[Exercise data]

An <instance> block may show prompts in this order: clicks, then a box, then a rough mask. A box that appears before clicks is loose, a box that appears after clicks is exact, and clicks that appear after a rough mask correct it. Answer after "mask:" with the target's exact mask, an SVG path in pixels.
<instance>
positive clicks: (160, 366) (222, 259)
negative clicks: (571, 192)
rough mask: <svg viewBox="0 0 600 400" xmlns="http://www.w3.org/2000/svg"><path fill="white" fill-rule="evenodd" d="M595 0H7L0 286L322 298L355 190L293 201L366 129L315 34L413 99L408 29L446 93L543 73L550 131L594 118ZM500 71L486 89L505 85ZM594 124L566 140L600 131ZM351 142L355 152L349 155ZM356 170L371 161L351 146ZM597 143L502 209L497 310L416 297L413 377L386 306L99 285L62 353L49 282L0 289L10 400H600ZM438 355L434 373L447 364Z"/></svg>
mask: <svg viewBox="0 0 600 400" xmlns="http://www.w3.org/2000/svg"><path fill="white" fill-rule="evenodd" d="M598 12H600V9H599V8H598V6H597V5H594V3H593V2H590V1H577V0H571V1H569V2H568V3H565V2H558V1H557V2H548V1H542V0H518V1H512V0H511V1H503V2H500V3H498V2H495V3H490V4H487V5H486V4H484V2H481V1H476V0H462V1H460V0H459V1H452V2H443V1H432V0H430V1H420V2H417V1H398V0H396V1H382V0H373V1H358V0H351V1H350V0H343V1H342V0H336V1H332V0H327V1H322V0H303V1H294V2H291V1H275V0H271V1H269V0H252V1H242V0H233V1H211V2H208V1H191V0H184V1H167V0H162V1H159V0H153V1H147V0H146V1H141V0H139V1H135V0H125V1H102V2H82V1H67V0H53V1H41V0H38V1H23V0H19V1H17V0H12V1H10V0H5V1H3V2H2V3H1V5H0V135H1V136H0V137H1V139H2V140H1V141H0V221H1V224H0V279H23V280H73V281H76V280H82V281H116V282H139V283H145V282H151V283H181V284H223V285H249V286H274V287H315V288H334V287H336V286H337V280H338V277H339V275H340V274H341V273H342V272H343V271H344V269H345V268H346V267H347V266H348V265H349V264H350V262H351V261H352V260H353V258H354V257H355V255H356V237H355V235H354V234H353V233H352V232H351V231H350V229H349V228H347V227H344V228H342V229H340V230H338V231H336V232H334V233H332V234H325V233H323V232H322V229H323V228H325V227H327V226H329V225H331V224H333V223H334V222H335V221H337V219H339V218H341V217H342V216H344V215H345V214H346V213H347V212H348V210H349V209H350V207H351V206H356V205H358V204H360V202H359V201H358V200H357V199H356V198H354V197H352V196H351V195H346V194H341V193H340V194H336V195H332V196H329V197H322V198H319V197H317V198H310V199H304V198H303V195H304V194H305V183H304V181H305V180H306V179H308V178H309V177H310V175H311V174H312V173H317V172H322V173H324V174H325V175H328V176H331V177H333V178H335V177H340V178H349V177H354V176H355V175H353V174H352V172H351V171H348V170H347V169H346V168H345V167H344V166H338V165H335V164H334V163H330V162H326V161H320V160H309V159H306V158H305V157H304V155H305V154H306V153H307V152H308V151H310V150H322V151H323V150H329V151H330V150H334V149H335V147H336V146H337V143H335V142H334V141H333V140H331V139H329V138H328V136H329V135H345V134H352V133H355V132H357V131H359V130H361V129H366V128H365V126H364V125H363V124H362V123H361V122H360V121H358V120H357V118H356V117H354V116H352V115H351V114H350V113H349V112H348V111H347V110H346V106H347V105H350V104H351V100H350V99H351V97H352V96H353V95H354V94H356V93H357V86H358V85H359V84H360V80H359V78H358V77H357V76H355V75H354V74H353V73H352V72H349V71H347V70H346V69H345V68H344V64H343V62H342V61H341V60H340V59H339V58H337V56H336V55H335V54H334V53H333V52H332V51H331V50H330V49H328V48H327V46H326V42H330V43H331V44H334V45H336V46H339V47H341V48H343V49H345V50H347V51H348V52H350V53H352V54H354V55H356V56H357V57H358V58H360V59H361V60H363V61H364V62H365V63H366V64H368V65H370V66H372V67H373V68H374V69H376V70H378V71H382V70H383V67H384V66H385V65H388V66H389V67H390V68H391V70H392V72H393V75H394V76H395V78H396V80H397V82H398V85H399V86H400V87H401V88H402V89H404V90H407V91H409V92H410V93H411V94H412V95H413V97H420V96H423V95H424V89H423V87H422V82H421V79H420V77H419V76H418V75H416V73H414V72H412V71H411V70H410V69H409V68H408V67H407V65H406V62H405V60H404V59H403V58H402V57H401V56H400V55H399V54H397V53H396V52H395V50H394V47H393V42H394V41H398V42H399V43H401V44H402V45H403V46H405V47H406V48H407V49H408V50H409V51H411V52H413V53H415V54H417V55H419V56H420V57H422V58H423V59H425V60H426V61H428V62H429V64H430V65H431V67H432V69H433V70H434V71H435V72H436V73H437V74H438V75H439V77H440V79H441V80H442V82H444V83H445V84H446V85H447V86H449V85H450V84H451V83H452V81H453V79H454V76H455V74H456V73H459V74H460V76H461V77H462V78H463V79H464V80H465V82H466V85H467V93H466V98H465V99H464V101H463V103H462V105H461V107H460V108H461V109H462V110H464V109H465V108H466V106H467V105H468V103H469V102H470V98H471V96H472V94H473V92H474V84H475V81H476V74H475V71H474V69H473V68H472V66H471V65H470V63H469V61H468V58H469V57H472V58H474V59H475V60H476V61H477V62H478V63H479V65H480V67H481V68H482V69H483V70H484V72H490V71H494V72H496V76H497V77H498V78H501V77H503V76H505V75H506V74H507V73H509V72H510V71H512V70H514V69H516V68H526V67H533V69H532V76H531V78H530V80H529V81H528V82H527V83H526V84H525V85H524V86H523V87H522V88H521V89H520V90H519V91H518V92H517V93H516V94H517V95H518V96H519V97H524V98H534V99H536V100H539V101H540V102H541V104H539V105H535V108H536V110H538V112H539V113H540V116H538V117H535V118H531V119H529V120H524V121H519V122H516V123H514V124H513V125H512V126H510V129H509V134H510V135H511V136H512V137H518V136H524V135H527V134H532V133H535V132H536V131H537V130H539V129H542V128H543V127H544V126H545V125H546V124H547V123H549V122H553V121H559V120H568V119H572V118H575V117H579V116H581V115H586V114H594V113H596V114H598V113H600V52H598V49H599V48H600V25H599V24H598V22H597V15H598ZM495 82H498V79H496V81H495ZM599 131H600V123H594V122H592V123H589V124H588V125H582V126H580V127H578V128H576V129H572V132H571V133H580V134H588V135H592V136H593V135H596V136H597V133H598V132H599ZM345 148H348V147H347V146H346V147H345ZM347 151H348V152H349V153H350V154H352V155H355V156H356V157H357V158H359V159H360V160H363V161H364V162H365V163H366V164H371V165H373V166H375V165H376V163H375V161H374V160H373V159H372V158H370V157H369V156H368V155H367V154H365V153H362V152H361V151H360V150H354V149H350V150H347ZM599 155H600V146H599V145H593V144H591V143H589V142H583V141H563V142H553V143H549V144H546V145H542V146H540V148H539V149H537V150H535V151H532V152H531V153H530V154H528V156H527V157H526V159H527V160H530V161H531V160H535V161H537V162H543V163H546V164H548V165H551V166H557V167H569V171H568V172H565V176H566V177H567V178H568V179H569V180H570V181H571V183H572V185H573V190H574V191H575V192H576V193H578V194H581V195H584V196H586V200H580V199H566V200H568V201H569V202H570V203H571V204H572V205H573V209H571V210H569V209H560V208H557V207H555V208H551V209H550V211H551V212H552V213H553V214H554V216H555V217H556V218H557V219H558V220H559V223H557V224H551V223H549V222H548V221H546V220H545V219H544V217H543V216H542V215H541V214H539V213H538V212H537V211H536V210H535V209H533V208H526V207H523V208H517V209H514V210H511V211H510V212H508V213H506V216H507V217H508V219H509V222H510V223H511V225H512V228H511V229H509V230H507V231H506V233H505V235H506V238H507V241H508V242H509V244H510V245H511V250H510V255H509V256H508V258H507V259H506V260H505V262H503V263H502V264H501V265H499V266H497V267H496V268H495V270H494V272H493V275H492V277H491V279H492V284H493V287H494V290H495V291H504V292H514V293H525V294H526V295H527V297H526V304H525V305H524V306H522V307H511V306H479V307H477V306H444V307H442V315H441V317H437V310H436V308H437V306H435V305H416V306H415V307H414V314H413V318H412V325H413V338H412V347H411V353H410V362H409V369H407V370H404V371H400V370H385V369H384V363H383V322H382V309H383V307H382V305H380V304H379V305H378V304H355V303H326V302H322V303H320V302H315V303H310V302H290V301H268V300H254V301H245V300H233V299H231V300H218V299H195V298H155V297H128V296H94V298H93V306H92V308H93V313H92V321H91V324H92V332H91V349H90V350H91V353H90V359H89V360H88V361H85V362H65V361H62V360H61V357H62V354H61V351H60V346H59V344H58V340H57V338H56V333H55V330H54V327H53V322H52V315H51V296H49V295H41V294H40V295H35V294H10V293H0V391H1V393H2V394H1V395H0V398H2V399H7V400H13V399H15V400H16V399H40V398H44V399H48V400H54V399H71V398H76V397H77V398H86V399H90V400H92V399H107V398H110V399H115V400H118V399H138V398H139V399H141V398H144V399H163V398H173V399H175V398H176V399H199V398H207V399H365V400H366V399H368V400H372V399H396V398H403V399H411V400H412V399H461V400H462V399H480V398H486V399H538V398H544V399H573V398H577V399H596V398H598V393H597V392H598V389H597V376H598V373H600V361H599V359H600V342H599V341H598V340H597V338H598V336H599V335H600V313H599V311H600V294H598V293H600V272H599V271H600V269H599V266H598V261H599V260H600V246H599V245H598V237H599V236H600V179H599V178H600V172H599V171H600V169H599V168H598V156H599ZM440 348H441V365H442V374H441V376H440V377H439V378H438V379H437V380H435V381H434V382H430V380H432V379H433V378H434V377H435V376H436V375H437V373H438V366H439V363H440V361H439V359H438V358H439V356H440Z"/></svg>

[/Exercise data]

▶ [Work instruction]:
Write out the lines from the first one through the line containing "rough mask: <svg", including both ends, with no changes.

▶ [Result]:
An <instance> block may show prompts in this order: clicks, then a box, then a rough mask. A box that appears before clicks is loose, a box that appears after clicks is exact, and clicks that appear after a rough mask correct it. Answer after "mask:" with the target's exact mask, an SVG path in pixels.
<instance>
positive clicks: (160, 366) (222, 259)
negative clicks: (571, 192)
rough mask: <svg viewBox="0 0 600 400" xmlns="http://www.w3.org/2000/svg"><path fill="white" fill-rule="evenodd" d="M595 0H7L0 286L322 298L355 190L293 201L366 129L315 34L413 99L408 29L446 93L543 73L550 131L594 118ZM500 71L486 89L505 85ZM594 124L566 140L600 131ZM351 142L355 152L349 155ZM356 170L371 161L351 146ZM597 143L502 209L497 310L416 297L413 377L386 306L99 285L62 353L49 282L0 289L10 400H600ZM438 355L434 373L447 364Z"/></svg>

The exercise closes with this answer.